→ **Excerpt provided**:
☆ ☆ ☆

With the fine weather and a tight schedule we managed several good climbs, including classics and a few new routes. Perhaps the most interesting ascent was an ice route pioneered by Lowe and me with Slava Onischenko and Mischa Ovchenikov, the north face of Pik Mirali, which the Soviets dedicated to the celebration of the United States’ first 200 years. The Soviets have not yet really begun to explore steep ice, except with laborious artificial techniques, and so an abrupt couloir midway up the route was quite an experience for them!

After a memorable dinner party to celebrate Bertulis’ birthday, we flew to Frunze and headed into the Tien Shan. Early the first morning we were surprised by cheerful music blaring out of the public address system; on going to investigate I saw some fifty people doing calisthenics. Yes, this was the climbing system I had heard about and would have been disappointed not to see. I would also have felt we had missed something if we had avoided all contact with officialdom, and here I was not let down. While photographing a bunch of melons in Frunze, a militia man quietly took we into custody. All turned out well, and our Soviet companions got a good chuckle out of the events; anytime I got out of line after the incident they pretended to handcuff me.

Our region of the Tien Shan was reminiscent of the Western Alps, and here the striking Corona and Korea Peak were the prime attractions. Warburton and Sergei Bershov climbed the north face of Korea at the same time as Lev Pavlechenko, Dainius Mokauskas, Bertulis and I were on a parallel route. A day later Barber made a solo ascent of a spectacular ice face on Korea, a feat emulated by Lowe on a nearby route. On the west pillar of Corona’s west peak, meanwhile, Lowe and Martinson with Ovchenikov and Vatslav Ruzhebski had put up a two-day route on steep rock. Now, however, the weather became more unsettled and we retreated down to the valley. As activity stopped on the high peaks, we gathered in rooms and talked and sang into the early hours of the morning. Particularly haunting was a song about the bitter fighting in the Caucasus during World War II; about the Soviet and German climbers, former comrades, who now faced each other in combat. For me, the most memorable part of our visit was not the climbing, good though it was, but the warmth and friendship, the closeness of our communion with the Soviets on occasions such as this.

The original plan was for us to visit another area in the Tien Shan, but in the end we went to the western Caucasus. After a brief stop in the well-known resort of Dombay we travelled to Camp Uzonkol and yet another magnificent reception; caviar and cognac, champagne and a dozen toasts to our countries, our sport and our companionship. Here for the first time we climbed on superb granite, with four ropes climbing the classic Stepanov Route on Dolar Peak. Again, though, unsettled weather curtailed our plans, and this, coupled with the long approaches that had marked the trip, served to turn attention to nearby rock peaks. The visit was winding down to a grand farewell dinner when we became alarmed over the lateness of Valentin Grekovich and Warburton; they had been out a long time on a difficult new route on the north face of Dolar. Search parties set out and learned that Mike had fallen near the summit of Dolar. Within a day of our getting the news, he was back in base, thanks to a well-organized rescue, and next day was in a Moscow hospital. The prognosis was complete recovery from a concussion and contusions.

Apart from the unfortunate final climb the exchange visit was a great success. We had several discussions about a Soviet return visit in 1977, and are determined that this most worthwhile program be continued. All of us feel that we have several good friends in Russia; friends whom we would like to see in our country and others of the world’s mountains. Perhaps our parting from Vatslav Ruzhebski sums up the experience. He had to leave for Leningrad early, and hiked up a short way with us toward our final climb. “You know,” he said, “I never imagined Americans were so like us; I had learned to think in stereotypes. Now I consider you my friends, my good friends.”


The combined Soviet-American team were together in the Alay Range, the Tien Shan and the Caucasus. More than thirty routes were climbed, of which ten were first ascents.

☆ ☆ ☆

→ **Record excerpts**:
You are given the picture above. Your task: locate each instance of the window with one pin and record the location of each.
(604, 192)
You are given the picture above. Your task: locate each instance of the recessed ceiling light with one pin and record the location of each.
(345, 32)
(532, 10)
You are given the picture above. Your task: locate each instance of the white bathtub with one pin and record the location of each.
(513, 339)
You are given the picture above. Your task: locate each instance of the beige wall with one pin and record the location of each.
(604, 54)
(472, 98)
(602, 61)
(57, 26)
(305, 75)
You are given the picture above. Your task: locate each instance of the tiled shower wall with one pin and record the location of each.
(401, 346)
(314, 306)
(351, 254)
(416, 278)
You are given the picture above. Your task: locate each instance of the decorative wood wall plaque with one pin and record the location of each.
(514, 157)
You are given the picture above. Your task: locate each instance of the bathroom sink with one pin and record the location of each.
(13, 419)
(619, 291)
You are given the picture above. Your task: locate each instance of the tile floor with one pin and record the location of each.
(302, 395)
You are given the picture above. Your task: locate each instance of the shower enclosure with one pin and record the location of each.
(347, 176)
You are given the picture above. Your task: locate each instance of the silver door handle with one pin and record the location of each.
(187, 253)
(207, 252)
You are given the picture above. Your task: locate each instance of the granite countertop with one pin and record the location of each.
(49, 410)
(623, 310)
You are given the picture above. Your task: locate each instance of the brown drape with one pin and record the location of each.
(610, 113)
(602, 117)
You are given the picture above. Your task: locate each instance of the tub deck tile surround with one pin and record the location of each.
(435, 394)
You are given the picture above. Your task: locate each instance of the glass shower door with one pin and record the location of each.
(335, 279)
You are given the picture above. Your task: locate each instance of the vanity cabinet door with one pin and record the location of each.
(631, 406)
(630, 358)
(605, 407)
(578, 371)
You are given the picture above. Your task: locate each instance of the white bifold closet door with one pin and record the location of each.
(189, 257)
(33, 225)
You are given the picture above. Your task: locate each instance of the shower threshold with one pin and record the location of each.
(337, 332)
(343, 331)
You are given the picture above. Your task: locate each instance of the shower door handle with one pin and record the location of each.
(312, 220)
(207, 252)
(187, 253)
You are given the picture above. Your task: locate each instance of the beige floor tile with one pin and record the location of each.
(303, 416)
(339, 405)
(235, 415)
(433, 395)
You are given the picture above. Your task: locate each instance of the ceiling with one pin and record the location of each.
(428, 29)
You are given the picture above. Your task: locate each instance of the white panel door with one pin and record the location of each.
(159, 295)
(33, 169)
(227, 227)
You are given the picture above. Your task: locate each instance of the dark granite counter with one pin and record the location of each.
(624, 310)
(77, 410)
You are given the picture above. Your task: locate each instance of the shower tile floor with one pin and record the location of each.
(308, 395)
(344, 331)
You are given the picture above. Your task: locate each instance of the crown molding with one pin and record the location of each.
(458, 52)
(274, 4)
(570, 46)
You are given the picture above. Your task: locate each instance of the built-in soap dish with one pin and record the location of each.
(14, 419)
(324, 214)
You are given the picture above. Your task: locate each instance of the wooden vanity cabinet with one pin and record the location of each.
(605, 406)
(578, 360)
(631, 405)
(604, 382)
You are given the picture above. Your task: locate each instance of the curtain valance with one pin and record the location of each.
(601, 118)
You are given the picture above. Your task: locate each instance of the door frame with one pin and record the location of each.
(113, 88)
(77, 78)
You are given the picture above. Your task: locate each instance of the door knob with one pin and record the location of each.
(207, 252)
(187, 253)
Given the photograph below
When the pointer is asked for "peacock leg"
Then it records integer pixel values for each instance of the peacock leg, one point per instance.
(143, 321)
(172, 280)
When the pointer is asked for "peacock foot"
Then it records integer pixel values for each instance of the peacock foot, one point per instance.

☆ ☆ ☆

→ **Prompt**:
Can you write out the passage of the climbing exchange account starting at "After a memorable" and ending at "to handcuff me.", switching "melons" to "tomatoes"?

→ **Worked solution**:
After a memorable dinner party to celebrate Bertulis’ birthday, we flew to Frunze and headed into the Tien Shan. Early the first morning we were surprised by cheerful music blaring out of the public address system; on going to investigate I saw some fifty people doing calisthenics. Yes, this was the climbing system I had heard about and would have been disappointed not to see. I would also have felt we had missed something if we had avoided all contact with officialdom, and here I was not let down. While photographing a bunch of tomatoes in Frunze, a militia man quietly took we into custody. All turned out well, and our Soviet companions got a good chuckle out of the events; anytime I got out of line after the incident they pretended to handcuff me.